** Provided text **
* Begin *
Economics: General Concepts and Microeconomics
Economics: General Concepts and Microeconomics

Description: The course introduces the fundamental principles of economic theories, models and tools employed by the Government, firms and other stakeholders to manage the economy. It examines various microeconomic topics, including: demand and supply models; cost of production; resource allocation; market structures; elasticity and market efficiency.

Background: The economy encompasses everything related to the production and consumption of goods and services in an area. The economy and the factors affecting the economy have spawned one of the largest fields of study in human history - economics. The study of economics can be broken into two major areas of focus, microeconomics and macroeconomics.

Understanding at least the basic mechanisms of a nation's economy is essential if one is to be a better-informed citizen and voter. Economic fluctuations can affect all or specific industries and, as such, the stability of your job. Further, knowledge of the economy may influence your choice of careers or encourage a decision to change occupations. Additionally, having an understanding of how the economy works can help in making sound investment choices.

 

Economics: Macroeconomics
Economics: Macroeconomics

Description: The course demonstrates how to use macroeconomic indicators such as: GDP; economic growth; inflation; unemployment; aggregate demand and supply; GDP; employment and inflation to analyse and evaluate the macroeconomic factors that affect the economic wellbeing of stakeholders in the market system.
* End *
** Record set **
* Begin *
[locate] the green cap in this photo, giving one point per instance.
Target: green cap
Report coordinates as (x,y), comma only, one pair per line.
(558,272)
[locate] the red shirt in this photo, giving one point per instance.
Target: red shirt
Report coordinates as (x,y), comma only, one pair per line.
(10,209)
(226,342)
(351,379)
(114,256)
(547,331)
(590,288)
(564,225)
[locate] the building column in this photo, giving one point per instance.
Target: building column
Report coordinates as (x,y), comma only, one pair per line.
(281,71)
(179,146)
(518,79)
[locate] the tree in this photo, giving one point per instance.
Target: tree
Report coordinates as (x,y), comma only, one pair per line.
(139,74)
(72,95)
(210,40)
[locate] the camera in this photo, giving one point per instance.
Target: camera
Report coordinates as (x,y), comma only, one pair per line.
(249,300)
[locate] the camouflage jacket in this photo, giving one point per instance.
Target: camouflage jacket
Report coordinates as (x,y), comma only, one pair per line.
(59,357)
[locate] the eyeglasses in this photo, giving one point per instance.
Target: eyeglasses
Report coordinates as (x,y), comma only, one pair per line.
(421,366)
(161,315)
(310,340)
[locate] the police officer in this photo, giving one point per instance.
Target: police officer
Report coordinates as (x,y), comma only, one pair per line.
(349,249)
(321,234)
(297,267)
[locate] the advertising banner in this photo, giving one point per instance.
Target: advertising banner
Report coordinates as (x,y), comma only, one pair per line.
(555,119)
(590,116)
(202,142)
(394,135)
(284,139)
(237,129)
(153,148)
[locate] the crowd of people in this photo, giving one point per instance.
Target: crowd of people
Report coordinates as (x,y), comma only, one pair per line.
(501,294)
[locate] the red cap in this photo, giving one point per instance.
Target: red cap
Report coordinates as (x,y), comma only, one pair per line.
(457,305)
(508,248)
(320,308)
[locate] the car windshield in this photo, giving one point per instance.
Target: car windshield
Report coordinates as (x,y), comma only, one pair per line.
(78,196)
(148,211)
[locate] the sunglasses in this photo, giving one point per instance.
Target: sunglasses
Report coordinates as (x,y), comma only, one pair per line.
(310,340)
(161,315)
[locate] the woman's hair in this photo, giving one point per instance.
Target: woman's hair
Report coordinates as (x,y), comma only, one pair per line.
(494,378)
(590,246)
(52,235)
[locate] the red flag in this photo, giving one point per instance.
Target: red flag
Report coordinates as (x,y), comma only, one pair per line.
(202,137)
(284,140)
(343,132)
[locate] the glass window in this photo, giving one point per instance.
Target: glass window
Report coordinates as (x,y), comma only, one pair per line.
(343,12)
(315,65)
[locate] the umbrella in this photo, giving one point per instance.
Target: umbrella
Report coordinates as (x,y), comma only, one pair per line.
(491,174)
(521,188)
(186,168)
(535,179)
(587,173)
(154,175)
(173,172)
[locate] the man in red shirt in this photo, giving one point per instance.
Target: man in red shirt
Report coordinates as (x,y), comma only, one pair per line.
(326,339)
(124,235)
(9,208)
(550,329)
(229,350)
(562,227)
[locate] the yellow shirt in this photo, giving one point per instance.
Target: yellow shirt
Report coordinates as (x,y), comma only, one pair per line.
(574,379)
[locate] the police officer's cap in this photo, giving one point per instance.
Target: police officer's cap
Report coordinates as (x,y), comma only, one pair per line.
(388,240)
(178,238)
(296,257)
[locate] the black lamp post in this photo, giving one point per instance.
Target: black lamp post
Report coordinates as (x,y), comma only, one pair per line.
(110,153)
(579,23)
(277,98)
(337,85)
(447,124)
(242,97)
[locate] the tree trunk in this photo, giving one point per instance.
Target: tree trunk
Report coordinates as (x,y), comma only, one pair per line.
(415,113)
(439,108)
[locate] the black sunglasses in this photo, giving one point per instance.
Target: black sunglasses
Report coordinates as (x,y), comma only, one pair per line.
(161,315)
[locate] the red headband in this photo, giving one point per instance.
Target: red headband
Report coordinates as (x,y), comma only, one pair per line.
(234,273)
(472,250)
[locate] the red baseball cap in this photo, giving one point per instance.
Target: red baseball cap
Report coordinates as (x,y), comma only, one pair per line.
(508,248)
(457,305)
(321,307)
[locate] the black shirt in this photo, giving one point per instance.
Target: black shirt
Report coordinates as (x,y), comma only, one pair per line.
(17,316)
* End *
* Begin *
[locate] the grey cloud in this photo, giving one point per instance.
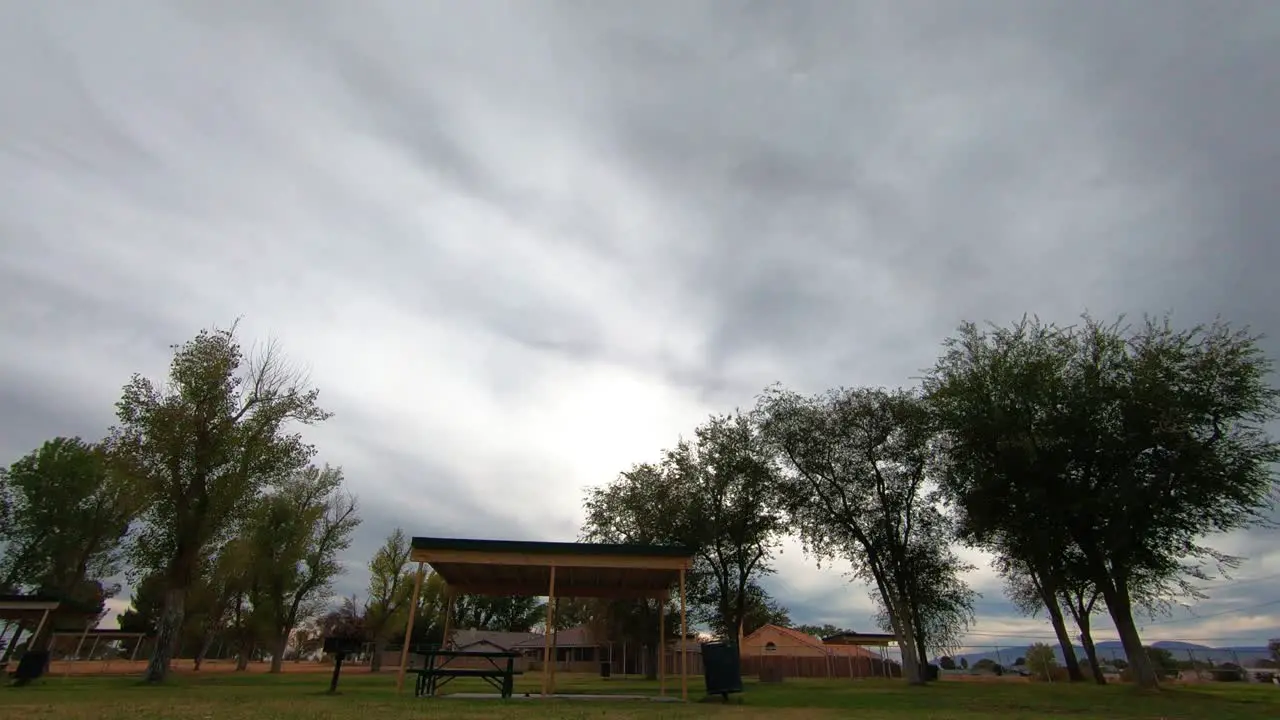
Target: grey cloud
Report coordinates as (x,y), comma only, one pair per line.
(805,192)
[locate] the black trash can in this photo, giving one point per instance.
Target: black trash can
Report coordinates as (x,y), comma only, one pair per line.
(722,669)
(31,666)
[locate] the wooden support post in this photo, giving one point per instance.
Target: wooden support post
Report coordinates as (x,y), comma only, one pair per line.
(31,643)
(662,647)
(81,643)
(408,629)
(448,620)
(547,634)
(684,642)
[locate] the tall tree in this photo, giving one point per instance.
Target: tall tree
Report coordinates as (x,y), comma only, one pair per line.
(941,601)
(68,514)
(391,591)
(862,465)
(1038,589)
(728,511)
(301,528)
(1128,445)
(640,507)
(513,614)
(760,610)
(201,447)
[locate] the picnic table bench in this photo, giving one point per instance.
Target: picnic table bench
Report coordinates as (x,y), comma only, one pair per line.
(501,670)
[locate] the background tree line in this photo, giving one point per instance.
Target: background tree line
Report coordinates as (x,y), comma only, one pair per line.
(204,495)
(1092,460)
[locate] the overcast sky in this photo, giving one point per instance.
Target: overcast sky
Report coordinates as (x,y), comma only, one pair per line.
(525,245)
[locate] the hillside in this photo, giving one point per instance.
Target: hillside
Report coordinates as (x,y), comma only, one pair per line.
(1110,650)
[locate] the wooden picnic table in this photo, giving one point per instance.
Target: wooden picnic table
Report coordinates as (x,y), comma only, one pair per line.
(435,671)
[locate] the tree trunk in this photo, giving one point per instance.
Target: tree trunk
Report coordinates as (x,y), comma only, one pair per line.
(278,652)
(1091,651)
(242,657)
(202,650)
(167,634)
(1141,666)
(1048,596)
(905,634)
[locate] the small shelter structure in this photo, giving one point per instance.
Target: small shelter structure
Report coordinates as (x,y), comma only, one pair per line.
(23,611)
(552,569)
* End *
* Begin *
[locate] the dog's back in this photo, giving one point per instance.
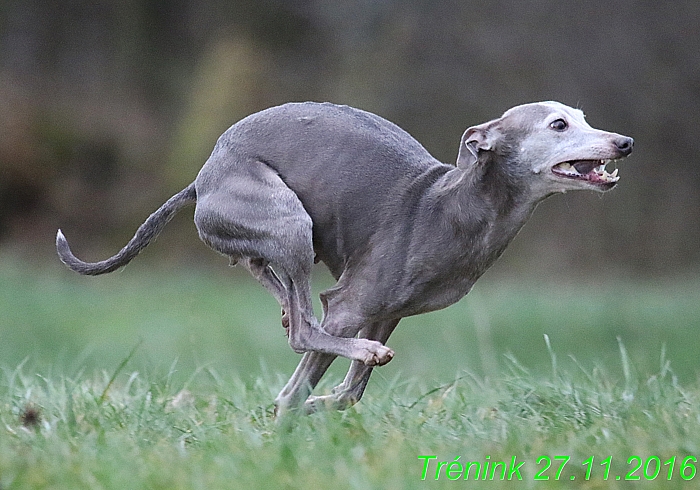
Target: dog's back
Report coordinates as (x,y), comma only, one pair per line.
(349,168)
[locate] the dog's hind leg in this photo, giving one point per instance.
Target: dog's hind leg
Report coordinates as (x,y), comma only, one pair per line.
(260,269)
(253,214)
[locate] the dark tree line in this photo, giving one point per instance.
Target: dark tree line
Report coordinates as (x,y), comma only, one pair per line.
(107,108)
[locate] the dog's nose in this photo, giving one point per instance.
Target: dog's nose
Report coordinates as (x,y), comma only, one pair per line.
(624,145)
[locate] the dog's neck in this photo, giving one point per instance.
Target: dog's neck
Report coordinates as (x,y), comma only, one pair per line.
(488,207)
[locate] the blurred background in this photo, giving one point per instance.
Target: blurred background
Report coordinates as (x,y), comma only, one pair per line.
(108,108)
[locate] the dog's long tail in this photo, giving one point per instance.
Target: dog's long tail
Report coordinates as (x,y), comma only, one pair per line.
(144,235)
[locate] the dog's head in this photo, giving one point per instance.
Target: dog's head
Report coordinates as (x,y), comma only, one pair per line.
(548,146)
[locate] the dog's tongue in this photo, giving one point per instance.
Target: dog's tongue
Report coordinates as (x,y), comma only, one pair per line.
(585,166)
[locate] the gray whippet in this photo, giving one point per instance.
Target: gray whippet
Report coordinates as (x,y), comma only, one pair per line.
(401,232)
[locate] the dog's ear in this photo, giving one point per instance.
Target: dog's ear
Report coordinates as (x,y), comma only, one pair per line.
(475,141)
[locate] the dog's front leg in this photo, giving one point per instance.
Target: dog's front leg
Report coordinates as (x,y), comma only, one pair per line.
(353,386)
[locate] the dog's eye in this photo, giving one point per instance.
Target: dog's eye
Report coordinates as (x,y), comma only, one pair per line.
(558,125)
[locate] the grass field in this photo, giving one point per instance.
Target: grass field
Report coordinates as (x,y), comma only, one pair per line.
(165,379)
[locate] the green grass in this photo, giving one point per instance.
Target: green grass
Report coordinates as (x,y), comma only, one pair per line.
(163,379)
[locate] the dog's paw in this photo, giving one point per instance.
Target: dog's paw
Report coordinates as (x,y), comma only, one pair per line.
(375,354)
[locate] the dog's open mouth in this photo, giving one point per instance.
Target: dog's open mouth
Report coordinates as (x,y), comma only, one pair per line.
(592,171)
* End *
** Required task **
Could you continue the economics course descriptions above from the point where they stop?

** In response **
 

Background: Macroeconomics is a branch of economics dealing with the performance, structure, behavior, and decision-making of an economy as a whole, rather than individual markets. This includes national, regional, and global economies.

Macroeconomists study aggregated indicators such as GDP, unemployment rates, and price indices to understand how the whole economy functions. Macroeconomists develop models that explain the relationship between such factors as national income, output, consumption, unemployment, inflation, savings, investment, international trade and international finance.

Macroeconomics vs. Microeconomics
Microeconomics focuses on the market’s supply and demand factors that determine the economy’s price levels. In other words, microeconomics concentrates on the ‘ups’ and ‘downs’ of the markets for services and goods, and how the price affects the growth of these markets. An important aspect of this economy is also to examine market failure, i.e. when the markets do not provide effectual results. In our present time, microeconomics has become one of the most important strategies in business and economics. Its main importance is to analyze the economic forces, consumer behavior, and methods of determining the supply and demand of the market.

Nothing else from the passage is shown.